Task goal:
Rewrite every one of the records below, including the requests but leaving out the pictures, and multiply each coordinate in the answers by 0.65, rounding to whole numbers with halves rounded up.

+++ Data for this exercise

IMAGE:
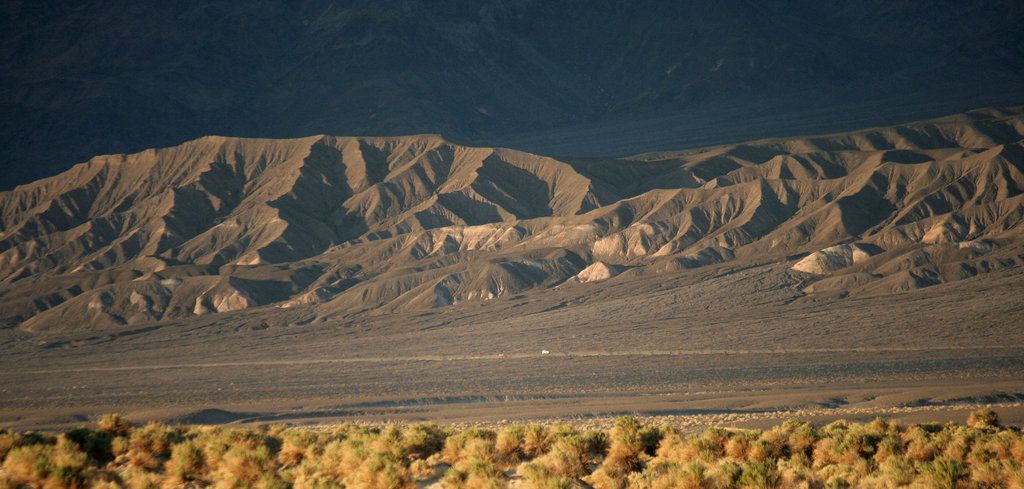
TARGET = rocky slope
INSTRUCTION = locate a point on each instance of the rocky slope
(91, 78)
(336, 227)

++++++

Exercise solution:
IMAGE:
TARGET = rocky slope
INSTRUCTION = locate a point on each instance of the rocky slope
(59, 51)
(218, 148)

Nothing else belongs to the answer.